SOURCE DOCUMENT:
━━━━━━━━

I moved to Hull in 1992 to study Psychology and apart from a couple of years living near Hornsea I’ve been here ever since. I love this city, its down to earthiness and friendliness and connectiveness. It’s a wonderful time to live here with the promise of the City of Culture to show the world what we’ve got to offer!
I’m sat in my shed in this photo because it was here back in 2011 that I was mulling over the impact of the recession on the city and the people. Having been made redundant myself some years before, I understood the effect this had on my sense of identity and on my confidence and wellbeing. I felt strongly in my gut that now was the time to develop timebanking, something which had been on my ‘to do’ list for some time in the context of my work in mental health (I had been a researcher and amongst other things led the development of PSYPHER, the early psychosis service). I realised that for the timebank to work, the whole community needed to be involved and that a mechanism was needed to facilitate questions about what people could offer rather than focus purely on what they need. It felt important to just do it right then and that like in the film ‘The Field of Dreams’, the people would come and the resources to make it happen would follow.
And that is what happened! We now have more than 400 members across the city including individuals, communities of interest (including PSYPHER) and organisations and businesses and the momentum is building. And this is the key thing – the timebank belongs to everybody. It is a mechanism which can help get things done. It unlocks the hidden assets within our communities which have always been there and it is beautiful!

━━━━━━━━

PROMPT 1: In the account of starting a timebank in Hull, how many members does the timebank now have?

━━━━━━━━

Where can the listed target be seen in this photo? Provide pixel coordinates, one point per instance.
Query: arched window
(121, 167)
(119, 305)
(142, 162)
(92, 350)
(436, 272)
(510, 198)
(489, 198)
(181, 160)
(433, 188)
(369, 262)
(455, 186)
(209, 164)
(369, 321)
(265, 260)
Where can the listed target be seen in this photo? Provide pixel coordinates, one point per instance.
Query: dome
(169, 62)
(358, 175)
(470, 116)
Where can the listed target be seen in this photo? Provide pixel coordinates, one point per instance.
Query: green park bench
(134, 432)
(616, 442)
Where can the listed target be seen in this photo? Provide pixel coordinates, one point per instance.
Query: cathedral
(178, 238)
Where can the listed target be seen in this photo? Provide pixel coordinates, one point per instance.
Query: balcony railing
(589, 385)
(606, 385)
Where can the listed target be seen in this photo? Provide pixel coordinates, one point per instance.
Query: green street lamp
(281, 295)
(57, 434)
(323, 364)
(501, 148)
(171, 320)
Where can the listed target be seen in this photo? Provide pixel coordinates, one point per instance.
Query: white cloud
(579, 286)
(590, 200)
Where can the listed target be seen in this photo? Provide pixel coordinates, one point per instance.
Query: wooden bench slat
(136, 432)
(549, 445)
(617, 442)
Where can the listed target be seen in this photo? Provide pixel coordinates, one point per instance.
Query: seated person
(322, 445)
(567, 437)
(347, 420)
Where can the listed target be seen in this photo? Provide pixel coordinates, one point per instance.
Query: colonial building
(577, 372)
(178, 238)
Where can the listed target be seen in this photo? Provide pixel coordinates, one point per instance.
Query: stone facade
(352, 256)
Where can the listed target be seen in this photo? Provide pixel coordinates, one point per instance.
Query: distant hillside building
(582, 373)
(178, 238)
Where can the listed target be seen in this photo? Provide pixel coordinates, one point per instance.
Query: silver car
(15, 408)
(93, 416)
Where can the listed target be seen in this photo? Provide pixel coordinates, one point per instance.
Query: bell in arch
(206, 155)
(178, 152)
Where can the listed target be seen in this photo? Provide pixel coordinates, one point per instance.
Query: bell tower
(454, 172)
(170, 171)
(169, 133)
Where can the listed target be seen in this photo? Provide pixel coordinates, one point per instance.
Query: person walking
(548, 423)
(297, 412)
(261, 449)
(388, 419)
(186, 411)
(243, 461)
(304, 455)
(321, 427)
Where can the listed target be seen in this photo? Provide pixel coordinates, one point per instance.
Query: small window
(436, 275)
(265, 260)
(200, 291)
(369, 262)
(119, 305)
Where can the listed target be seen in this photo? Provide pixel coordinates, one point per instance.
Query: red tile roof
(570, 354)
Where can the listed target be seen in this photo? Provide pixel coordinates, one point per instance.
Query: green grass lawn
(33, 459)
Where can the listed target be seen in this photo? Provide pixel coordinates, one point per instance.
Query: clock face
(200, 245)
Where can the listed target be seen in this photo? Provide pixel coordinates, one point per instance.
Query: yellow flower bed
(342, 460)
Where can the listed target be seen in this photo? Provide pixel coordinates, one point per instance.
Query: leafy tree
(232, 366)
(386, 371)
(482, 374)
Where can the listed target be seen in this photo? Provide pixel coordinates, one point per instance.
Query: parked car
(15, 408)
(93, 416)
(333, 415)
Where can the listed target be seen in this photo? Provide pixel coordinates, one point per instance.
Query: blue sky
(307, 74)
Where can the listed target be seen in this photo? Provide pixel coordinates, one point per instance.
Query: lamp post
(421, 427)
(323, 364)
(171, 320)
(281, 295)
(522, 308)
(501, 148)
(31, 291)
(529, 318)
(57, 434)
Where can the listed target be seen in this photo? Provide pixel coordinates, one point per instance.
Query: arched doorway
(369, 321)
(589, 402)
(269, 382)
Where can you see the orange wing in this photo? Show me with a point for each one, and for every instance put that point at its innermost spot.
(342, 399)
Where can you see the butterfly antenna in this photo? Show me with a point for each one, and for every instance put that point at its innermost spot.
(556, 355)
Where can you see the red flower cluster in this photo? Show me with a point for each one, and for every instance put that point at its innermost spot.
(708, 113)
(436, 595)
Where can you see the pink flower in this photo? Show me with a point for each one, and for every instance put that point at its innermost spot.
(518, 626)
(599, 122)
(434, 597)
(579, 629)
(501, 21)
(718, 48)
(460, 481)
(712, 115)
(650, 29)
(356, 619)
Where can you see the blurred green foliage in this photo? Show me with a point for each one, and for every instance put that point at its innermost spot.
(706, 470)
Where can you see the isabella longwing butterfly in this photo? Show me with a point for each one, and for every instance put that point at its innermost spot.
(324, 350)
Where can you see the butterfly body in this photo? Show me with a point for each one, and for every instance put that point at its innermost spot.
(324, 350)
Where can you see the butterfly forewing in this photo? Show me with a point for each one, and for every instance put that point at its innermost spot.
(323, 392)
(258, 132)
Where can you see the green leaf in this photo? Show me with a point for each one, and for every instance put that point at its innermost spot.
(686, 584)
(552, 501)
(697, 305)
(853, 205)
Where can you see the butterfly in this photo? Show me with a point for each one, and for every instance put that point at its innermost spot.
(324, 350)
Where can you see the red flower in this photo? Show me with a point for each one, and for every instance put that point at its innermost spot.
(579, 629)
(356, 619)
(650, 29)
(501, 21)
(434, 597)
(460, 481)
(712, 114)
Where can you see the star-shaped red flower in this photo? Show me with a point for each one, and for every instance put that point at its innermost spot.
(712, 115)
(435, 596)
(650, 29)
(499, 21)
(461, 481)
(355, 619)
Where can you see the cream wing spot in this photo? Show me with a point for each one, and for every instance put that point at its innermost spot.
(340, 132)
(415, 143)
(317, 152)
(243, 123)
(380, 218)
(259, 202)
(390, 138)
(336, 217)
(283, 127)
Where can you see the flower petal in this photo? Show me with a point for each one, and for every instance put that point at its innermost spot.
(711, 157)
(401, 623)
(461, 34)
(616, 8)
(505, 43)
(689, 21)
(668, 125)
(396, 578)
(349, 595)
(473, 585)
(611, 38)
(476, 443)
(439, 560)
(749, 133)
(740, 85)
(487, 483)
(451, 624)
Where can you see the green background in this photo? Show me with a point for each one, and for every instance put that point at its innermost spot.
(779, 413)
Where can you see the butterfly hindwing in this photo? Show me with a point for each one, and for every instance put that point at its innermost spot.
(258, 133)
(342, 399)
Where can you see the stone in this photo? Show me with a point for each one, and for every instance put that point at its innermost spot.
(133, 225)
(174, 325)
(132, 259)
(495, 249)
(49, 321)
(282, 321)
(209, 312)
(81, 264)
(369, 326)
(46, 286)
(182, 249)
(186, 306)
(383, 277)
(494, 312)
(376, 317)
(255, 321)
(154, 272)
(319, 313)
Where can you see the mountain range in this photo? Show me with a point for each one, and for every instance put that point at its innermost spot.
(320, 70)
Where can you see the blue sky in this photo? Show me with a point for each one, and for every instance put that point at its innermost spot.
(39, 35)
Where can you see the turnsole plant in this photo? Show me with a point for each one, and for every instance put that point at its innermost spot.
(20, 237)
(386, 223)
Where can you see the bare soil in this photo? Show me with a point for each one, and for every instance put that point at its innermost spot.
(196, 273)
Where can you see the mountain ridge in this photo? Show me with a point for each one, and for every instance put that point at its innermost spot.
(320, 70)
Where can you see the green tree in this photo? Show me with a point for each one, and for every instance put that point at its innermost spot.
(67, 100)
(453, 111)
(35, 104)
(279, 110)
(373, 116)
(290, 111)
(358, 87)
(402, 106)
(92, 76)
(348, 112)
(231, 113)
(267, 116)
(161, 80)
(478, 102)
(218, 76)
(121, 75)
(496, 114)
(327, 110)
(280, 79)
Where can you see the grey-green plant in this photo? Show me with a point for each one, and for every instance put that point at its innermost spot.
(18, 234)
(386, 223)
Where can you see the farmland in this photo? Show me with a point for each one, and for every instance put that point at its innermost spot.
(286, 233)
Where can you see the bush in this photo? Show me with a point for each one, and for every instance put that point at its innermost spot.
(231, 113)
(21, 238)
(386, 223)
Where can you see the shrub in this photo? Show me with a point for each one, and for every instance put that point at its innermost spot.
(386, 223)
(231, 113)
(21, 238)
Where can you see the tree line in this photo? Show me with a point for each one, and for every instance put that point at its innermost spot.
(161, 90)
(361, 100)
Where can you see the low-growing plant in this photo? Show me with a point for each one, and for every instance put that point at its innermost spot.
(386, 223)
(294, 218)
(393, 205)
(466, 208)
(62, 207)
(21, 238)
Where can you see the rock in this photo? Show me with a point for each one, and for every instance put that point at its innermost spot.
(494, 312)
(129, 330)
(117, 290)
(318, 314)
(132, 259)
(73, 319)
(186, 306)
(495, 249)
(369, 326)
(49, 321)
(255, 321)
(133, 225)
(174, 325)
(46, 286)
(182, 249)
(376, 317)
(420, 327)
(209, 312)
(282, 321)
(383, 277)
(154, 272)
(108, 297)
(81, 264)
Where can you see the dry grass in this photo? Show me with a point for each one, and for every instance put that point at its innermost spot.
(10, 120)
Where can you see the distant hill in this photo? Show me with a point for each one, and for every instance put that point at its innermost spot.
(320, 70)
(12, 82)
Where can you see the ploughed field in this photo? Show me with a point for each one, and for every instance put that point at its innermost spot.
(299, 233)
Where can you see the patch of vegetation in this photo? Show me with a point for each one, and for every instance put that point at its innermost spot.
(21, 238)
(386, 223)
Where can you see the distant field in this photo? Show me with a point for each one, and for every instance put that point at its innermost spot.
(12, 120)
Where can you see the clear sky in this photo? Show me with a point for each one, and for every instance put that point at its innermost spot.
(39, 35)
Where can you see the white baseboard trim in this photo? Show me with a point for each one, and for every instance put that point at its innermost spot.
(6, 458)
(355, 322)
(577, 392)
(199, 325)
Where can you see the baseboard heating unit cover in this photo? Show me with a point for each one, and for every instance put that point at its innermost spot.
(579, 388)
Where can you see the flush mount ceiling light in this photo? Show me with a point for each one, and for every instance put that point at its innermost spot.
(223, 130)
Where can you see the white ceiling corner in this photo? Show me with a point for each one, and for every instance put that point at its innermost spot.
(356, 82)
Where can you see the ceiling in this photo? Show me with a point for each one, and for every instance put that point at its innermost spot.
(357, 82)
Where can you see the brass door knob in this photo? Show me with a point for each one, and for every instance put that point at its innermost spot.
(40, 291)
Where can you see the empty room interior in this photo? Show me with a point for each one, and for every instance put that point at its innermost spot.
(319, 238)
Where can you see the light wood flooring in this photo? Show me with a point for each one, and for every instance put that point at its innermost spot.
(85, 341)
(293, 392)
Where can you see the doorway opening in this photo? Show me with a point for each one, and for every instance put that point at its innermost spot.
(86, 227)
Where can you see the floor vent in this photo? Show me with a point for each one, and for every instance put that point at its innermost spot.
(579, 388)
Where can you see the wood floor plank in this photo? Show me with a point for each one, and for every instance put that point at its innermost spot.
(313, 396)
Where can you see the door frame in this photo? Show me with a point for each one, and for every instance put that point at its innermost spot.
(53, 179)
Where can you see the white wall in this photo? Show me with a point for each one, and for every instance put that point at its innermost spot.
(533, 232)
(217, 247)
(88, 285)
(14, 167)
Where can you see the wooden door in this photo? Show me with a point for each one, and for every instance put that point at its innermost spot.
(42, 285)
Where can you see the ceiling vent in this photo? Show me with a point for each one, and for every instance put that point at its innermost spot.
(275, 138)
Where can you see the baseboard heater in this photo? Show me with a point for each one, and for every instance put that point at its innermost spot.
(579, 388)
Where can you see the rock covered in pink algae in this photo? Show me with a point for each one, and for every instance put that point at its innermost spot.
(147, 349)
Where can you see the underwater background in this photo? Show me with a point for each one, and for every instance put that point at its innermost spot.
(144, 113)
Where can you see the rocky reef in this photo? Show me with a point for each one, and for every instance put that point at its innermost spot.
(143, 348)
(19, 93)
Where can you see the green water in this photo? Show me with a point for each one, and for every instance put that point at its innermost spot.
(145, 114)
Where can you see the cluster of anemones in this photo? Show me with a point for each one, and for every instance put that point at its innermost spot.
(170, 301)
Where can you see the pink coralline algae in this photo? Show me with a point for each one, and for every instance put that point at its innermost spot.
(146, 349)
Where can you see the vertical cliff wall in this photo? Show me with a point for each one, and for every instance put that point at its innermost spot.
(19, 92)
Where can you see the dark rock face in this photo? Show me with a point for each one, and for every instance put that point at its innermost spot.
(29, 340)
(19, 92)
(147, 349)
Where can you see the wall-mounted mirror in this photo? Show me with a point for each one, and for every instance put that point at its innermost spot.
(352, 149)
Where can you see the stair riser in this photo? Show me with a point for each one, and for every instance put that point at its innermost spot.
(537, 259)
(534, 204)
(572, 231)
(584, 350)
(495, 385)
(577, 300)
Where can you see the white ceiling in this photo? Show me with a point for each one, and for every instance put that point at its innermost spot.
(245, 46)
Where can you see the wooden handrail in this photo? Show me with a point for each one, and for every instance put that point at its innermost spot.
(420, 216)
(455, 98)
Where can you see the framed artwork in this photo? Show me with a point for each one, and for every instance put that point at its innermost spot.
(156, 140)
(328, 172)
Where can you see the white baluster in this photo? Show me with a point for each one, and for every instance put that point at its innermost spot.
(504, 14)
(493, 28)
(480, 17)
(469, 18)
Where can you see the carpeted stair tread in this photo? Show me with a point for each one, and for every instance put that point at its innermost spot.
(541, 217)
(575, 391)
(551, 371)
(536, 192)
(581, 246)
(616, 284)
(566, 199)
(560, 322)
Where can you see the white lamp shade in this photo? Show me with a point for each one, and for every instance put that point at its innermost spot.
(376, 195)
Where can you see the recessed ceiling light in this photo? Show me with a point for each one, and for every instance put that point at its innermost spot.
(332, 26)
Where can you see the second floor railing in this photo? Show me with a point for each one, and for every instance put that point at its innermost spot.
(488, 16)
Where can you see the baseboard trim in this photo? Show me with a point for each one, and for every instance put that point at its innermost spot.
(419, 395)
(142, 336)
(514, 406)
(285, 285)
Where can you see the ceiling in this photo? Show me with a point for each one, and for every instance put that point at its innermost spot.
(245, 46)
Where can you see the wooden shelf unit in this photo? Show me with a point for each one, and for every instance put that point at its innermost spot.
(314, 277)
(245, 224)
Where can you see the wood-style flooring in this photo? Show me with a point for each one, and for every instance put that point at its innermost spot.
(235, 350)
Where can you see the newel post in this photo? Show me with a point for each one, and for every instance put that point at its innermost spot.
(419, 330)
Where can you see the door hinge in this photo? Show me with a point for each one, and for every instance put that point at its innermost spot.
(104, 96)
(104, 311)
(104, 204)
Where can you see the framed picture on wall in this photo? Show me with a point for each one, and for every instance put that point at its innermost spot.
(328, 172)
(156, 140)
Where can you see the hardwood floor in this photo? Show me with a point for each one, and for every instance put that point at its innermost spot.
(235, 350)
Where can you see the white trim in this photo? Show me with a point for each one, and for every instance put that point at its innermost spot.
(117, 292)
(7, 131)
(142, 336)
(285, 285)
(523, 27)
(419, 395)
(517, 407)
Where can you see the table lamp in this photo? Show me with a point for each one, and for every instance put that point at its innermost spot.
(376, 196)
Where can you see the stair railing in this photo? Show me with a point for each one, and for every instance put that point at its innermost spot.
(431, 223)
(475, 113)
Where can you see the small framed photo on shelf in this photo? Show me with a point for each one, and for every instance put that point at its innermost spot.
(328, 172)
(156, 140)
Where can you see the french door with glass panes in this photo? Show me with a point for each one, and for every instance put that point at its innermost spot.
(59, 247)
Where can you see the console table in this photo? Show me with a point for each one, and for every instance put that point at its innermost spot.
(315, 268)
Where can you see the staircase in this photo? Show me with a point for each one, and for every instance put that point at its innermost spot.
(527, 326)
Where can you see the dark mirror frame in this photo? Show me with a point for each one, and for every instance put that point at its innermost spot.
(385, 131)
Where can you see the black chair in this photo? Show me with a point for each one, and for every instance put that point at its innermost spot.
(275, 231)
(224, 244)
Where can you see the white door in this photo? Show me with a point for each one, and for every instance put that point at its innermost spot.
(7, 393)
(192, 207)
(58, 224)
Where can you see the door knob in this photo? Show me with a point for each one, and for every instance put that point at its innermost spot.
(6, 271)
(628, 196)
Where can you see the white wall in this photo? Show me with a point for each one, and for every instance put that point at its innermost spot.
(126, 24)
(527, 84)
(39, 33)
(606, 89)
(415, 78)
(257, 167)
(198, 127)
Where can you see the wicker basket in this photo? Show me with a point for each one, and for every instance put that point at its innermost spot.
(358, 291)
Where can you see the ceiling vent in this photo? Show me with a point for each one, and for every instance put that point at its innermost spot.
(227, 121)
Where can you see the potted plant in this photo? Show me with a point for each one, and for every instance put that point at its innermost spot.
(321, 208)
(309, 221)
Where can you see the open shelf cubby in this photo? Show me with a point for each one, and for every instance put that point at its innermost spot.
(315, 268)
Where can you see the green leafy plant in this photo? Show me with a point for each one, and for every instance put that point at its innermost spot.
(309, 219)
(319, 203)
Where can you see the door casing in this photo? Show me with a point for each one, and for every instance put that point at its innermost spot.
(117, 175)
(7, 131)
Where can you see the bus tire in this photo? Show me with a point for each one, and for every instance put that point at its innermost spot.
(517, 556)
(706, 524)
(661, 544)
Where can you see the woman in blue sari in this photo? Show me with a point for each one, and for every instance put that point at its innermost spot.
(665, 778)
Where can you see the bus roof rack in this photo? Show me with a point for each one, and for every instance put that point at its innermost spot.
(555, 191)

━━━━━━━━

PROMPT 2: Count the lines of the records that contain the string "background", matching case exactly, and give only the number.

TASK RESULT 1: More than 400.

TASK RESULT 2: 2